--- Set exercise ---
Answer these questions from the forum answer on unsorting a vector in R:
(a) What value is passed to set.seed() in the vector example?
(b) What argument does the forum answer recommend adding to the rank() call when ties are possible?
(c) In the matrix example, what number is added to the sorted values before they are unsorted?
+++ Excerpted passage +++
I think your example is overcomplicated (far from minimal!) by putting things in a matrix and doing extra stuff. Because you are applying functions at the row-level you just need to solve it for a vector. An example:

set.seed(47)
x = rnorm(10)
xo = order(x)
xr = rank(x)
x[xo][xr] == x
# [1] TRUE TRUE TRUE TRUE TRUE TRUE TRUE TRUE TRUE TRUE

In your case, you can perform whatever transformations you want on the ordered vector x[xo], then index the result by [xr] to get back to the original ordering.

sorted_result = x[xo] + c(1, diff(x[xo])) # some order-dependent transformation
final_result = sorted_result[xr] # back to original ordering 

If there's a possibility of ties, you'll want to use ties.method = 'first' in the rank() call.

Taking this back to the matrix example:

m3 = t(apply(m, 1, function(x) {
    xo = order(x)
    xr = rank(x, ties.method = 'first')
    (x[xo] + 1000)[xr] # add 1000 to sorted matrix and then "unsort"
}))

# check that it worked
all(m3 == (m + 1000))
+++ Data +++
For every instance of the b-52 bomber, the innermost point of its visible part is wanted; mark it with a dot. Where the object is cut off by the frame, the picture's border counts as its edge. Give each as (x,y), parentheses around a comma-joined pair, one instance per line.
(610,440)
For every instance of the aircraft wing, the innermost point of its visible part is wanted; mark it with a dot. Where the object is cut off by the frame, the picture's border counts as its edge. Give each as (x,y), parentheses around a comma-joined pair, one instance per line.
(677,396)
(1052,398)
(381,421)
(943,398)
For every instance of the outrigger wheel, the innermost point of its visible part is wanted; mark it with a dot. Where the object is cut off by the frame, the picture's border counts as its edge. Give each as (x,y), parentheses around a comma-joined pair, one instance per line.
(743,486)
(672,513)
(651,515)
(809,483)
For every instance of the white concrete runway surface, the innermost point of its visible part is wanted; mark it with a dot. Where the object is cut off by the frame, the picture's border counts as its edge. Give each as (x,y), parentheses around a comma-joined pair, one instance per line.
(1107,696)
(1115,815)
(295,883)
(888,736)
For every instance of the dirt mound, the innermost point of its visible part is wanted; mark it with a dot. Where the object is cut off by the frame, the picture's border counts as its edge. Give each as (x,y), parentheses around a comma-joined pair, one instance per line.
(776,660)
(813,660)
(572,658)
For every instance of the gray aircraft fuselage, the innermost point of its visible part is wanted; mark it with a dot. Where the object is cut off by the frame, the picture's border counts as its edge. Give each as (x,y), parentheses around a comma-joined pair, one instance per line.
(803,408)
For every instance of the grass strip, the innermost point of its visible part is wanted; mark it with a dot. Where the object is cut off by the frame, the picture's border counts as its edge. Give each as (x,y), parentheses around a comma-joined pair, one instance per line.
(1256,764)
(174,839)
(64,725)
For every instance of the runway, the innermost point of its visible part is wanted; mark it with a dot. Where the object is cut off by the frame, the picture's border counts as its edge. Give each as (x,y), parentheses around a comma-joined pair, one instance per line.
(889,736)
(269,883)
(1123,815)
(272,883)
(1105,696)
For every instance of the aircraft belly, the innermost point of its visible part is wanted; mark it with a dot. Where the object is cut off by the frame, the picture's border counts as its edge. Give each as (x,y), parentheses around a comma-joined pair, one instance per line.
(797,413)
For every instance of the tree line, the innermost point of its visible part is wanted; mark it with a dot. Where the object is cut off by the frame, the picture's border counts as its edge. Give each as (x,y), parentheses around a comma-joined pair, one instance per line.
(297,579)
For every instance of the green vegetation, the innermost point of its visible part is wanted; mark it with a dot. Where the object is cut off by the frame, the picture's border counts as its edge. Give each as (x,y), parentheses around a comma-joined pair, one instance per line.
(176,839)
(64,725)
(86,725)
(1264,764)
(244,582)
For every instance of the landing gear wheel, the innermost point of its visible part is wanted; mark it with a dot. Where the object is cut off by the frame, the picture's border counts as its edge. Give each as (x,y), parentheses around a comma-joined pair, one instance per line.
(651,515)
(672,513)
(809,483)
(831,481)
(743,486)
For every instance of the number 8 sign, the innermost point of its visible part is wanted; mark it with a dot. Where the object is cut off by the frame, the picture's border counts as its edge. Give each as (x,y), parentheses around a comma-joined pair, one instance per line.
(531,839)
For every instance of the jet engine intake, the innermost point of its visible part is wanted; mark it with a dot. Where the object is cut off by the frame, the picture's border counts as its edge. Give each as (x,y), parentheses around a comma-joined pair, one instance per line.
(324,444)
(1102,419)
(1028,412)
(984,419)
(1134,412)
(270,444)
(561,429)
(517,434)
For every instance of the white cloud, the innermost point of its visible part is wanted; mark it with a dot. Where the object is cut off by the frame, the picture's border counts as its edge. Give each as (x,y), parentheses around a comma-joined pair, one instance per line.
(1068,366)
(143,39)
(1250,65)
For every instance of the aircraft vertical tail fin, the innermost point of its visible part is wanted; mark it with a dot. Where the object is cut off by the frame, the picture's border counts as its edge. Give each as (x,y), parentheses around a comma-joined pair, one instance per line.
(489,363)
+++
--- Reply to the task ---
(a) 47
(b) ties.method = 'first'
(c) 1000